**What you will do:**
In these entries, tally the lines where "siding" occurs. Respond with only the count.
[Given information]
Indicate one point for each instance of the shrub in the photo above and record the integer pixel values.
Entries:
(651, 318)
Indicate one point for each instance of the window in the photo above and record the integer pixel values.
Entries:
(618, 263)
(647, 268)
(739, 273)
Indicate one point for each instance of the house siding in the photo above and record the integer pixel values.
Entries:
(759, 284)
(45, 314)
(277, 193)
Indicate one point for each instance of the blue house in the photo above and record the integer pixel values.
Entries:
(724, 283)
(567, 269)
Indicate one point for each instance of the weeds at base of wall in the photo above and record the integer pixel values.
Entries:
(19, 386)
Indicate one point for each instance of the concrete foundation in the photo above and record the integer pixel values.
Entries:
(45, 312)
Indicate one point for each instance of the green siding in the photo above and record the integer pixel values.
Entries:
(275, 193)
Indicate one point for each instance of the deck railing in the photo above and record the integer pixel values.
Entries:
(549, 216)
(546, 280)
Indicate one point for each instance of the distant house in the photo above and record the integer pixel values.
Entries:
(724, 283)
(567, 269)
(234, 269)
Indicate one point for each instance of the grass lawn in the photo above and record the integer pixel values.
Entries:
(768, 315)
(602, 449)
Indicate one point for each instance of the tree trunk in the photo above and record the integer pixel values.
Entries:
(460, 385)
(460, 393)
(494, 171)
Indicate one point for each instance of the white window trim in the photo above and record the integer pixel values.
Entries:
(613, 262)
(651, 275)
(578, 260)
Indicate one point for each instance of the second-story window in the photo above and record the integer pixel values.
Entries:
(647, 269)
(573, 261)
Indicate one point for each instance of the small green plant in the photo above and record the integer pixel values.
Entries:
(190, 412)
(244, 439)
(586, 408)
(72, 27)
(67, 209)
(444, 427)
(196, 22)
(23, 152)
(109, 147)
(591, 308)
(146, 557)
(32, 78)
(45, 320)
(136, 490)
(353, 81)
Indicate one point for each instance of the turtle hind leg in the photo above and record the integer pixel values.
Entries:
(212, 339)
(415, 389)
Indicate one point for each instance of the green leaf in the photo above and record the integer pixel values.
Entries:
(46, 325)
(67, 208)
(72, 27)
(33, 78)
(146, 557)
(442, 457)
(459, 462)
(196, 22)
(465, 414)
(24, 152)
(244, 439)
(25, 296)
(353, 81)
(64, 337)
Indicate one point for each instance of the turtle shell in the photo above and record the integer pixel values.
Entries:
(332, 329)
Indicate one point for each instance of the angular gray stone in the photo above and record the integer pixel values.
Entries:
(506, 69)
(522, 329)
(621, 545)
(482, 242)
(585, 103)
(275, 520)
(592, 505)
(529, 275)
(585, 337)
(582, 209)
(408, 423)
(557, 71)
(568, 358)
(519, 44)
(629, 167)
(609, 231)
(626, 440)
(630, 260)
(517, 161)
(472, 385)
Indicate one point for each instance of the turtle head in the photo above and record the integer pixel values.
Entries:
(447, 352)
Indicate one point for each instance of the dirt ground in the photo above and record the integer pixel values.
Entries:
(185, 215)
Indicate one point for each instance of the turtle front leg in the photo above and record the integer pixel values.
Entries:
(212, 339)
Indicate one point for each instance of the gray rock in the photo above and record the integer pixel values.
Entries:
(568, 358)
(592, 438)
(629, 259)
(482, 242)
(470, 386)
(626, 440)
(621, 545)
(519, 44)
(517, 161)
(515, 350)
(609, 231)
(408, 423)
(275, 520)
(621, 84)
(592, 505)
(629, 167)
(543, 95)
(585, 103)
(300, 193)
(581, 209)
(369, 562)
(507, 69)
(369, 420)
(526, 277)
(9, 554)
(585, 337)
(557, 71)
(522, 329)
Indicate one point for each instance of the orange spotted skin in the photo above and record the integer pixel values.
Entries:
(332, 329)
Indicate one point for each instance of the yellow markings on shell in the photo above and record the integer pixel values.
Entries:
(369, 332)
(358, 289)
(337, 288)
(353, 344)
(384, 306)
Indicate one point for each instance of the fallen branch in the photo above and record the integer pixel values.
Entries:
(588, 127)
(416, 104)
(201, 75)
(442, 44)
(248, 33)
[/Given information]
**Written response:**
2